[Data items]

———

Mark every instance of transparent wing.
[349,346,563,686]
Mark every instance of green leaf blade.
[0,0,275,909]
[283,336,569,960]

———

## SHORT TASK:
Please format the lines above as a JSON list of strings, with one string for each line and any blank lines omitted.

## FINAL RESULT:
[
  "Mark every instance of transparent wing.",
  "[349,346,563,686]",
  "Mark every instance of green leaf blade.",
  "[0,0,275,909]",
  "[283,336,569,960]"
]